▶ **Tasks to perform**:
A – According to the article on the Euro and Greek debt below, whom did Olaf Scholz take over from as German Finance Minister?
B – For each statement, say whether the article on the Euro and Greek debt below agrees with it. Answer yes or no, and quote the deciding words. (i) Charlie Jamieson sees the potential for EUR/USD to fall to 1.12. (ii) Morgan Stanley has updated its forecast for EUR/USD. (iii) Redeker regards a currency union on its own as sustainable.

▶ **Excerpt to read**:
┌────────

Euro Viability Questioned as Germany's Uncompromising Stance on Greek Debt Signals Major Fault-Lines Remain

Hans Redeker at Morgan Stanley

Above: Hans Redeker, Morgan Stanley (C) Pound Sterling Live.

The European union is shifting further away from integration not closer, and this is not good news for the Euro's long-term outlook.

For Hans Redeker, head of global FX strategy at Morgan Stanley, it's not Italy's new Euro-sceptic government, or where Eurozone PMI's are headed, that is of most concern regarding the Euro's outlook.

Rather, it was at the IMF meeting in April where the Troika reunited to discuss how to help Greece, whose bailout programme was fast expiring, that has given reason for concern. The event reminds the analyst of the potential for ongoing instability in the Euro owing to the Eurozone's construct.

It was at this meeting that the new German Finance Minister Olaf Scholz would debut, after taking over from Wolfgang Schäuble, his famously hardline predecessor - the question was would he remain equally unsympathetic to Greece's debt woes or would he cut the country some slack?

In the end, Scholz decided to hold Schäuble's hard line, insisting Greece would have to show more stomach for reform if it wanted relief, and it was then that Redeker decided the outlook for the Euro had materially worsened.

"The market had been anticipating that the German position would soften and apparently at the IMF it became clear that it would not soften. So we did immediately see that after the IMF the Euro started sliding - before the meeting it was at 1.23 and a week later it was already at 1.21," says Redeker in an interview with Bloomberg.

It is not just one meeting, either, according to German daily Handelsblatt, Sholz has kept most of his predecessor's core team on board and has elected the former head of Goldman Sachs Germany as his chief advisor.

Without more willingness from core countries like Germany to integrate, however, which would essentially involve absorbing the debt problems of their less fortunate brethren, the Euro's days are numbered.

Redeker observes that there is no precedent for a currency union without a political union except in Germany in 1834 when a currency union (the birth of the Mark) briefly preceded full-blown integration. However, he does not see a currency union on its own as sustainable.

"A currency union does need to develop a political union, you cannot have a currency union without a political union," says Redeker.

Yet, if anything, recent events seem to indicate even less desire - even from the core - to embrace the periphery, which is, according to Redeker, more at risk from the rise of populism and nationalism than the centre, because of the social and economic fallout from the financial crisis and years of austerity, "rising unemployment and inequality".

However, the Euro may not fall immediately, or predominantly versus the US Dollar, says Redeker who thinks that the US Dollar is "peaking" within a secular bear market, which suggests short pressure on EUR/USD could ease up.

Morgan Stanley has not updated its bearish forecast for EUR/USD to reach 1.1500, which it has now already achieved.

Meanwhile, Charlie Jamieson, Bond analyst at Coutts private bank, sees the potential for the pair to fall to 1.12.

Jamieson says the combination of worsening data, sluggish inflation and Italian political woes are likely to prevent the European Central Bank (ECB) from having sufficient confidence to take the patient off its quantitative easing life-support stimulus programme and then begin raising interest rates, and since rising interest rates are a major driver of currency appreciation - because they attract more inflows from investors seeking higher returns - the delay will hurt the Euro.

Morgan Stanley's Redeker says politics more than data will be the prime driver for the single currency in the near future, so Euro traders should keep an eye on the news flow out of  Italy to anticipate the single currency's next moves.

└────────

(Stored data entries)
┌────────

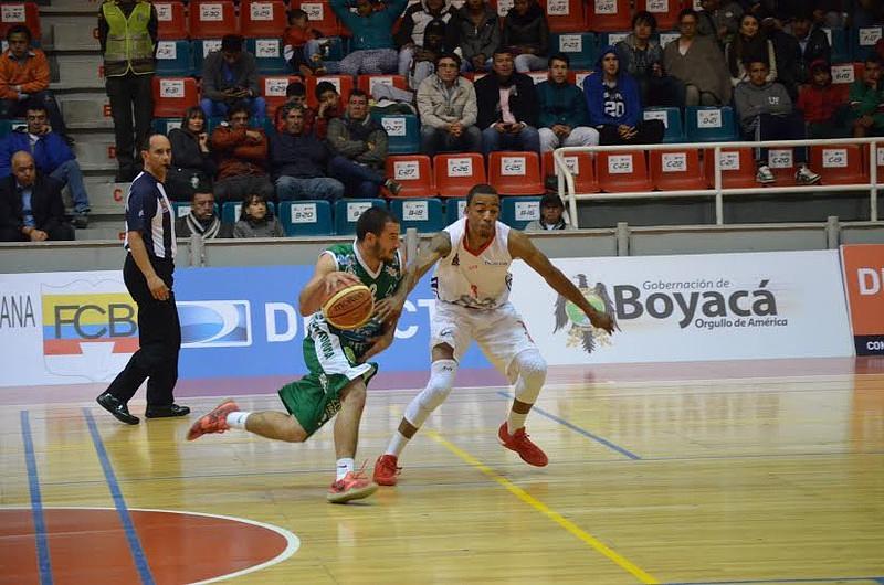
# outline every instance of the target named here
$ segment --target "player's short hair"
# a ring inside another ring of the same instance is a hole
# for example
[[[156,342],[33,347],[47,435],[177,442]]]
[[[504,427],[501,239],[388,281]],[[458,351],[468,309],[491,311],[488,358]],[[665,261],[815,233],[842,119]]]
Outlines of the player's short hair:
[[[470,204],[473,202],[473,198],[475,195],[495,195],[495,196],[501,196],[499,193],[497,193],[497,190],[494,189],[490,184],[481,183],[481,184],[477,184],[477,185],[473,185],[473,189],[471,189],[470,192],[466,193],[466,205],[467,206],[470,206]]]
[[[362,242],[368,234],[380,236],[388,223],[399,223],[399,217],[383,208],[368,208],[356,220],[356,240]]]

└────────
┌────────

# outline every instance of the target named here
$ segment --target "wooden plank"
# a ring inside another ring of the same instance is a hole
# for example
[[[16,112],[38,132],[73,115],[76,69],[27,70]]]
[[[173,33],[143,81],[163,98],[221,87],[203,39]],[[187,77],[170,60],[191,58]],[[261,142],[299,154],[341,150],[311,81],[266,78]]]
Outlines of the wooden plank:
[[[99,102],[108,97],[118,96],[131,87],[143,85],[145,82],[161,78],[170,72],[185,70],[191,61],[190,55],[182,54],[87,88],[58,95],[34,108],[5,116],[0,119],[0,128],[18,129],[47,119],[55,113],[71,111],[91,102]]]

└────────

▶ **Task answers**:
A – Wolfgang Schäuble

B –
(i) Yes: "sees the potential for the pair to fall to 1.12."
(ii) No: "Morgan Stanley has not updated its bearish forecast for EUR/USD to reach 1.1500"
(iii) No: "he does not see a currency union on its own as sustainable."